**EXERCISE DATA:**
+ + +

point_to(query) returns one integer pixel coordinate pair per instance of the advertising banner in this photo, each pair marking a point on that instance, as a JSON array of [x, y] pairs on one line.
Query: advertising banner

+ + +

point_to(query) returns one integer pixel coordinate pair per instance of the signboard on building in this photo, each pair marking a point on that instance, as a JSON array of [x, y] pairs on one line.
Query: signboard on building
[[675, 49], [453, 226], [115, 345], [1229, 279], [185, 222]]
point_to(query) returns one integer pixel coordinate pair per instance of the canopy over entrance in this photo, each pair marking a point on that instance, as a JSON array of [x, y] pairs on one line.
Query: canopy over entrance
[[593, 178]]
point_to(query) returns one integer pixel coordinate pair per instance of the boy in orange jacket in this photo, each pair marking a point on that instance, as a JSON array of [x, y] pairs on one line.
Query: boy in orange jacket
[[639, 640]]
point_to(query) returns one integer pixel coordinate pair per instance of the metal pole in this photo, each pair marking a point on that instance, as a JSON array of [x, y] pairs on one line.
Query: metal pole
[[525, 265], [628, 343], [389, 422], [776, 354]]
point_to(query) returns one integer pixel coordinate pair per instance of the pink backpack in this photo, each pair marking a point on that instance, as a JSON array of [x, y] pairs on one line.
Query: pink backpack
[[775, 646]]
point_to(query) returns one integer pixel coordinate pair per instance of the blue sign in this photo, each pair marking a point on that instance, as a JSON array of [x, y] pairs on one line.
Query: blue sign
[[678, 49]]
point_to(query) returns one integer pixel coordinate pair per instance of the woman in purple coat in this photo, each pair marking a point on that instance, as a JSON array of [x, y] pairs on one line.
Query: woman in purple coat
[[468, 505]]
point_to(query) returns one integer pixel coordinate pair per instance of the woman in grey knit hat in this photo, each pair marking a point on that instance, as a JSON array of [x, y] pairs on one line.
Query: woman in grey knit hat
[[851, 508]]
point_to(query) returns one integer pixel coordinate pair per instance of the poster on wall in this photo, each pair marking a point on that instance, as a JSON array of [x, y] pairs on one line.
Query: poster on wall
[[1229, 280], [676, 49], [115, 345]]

+ + +

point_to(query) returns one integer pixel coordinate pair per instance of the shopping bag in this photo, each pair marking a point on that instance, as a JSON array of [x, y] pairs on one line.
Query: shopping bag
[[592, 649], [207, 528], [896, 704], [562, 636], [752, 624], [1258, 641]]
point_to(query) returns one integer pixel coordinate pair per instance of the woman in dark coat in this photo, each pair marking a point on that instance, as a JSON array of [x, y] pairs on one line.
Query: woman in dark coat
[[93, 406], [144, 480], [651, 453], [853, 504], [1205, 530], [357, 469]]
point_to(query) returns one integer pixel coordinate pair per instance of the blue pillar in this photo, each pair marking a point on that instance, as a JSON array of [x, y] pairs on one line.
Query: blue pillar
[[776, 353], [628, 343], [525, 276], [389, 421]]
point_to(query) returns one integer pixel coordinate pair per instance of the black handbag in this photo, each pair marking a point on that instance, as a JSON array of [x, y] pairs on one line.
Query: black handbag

+ + +

**WORK ORDER:**
All lines in the data above from the one with "Query: shopping bag" through the one with "Query: black handbag" must be repeated exactly, and no others.

**PROBLEM SOLUTION:**
Query: shopping bag
[[592, 649], [207, 528], [896, 704], [562, 636], [752, 624], [1258, 641]]
point_to(query) returns one integer pixel coordinate pair per instance of the woman in dark coat in this photo, each pair marking a point on that instance, as a JSON array of [x, y] pairs on one line.
Query: woman in dark coat
[[93, 406], [144, 480], [651, 453], [853, 504], [1205, 530], [357, 469]]
point_to(query) returns one integer pixel coordinate pair per instance of the blue pillar in this photo, each pair marking a point on that instance, as a JSON array of [x, y] pairs on one line.
Query: blue pillar
[[776, 353], [628, 343], [525, 276], [389, 421]]
point_to(query) returns one integer pixel coordinate pair per instance of the black handbag in this photo, each pair marking a point on that instance, as a JSON array of [x, y] pairs on one line.
Query: black handbag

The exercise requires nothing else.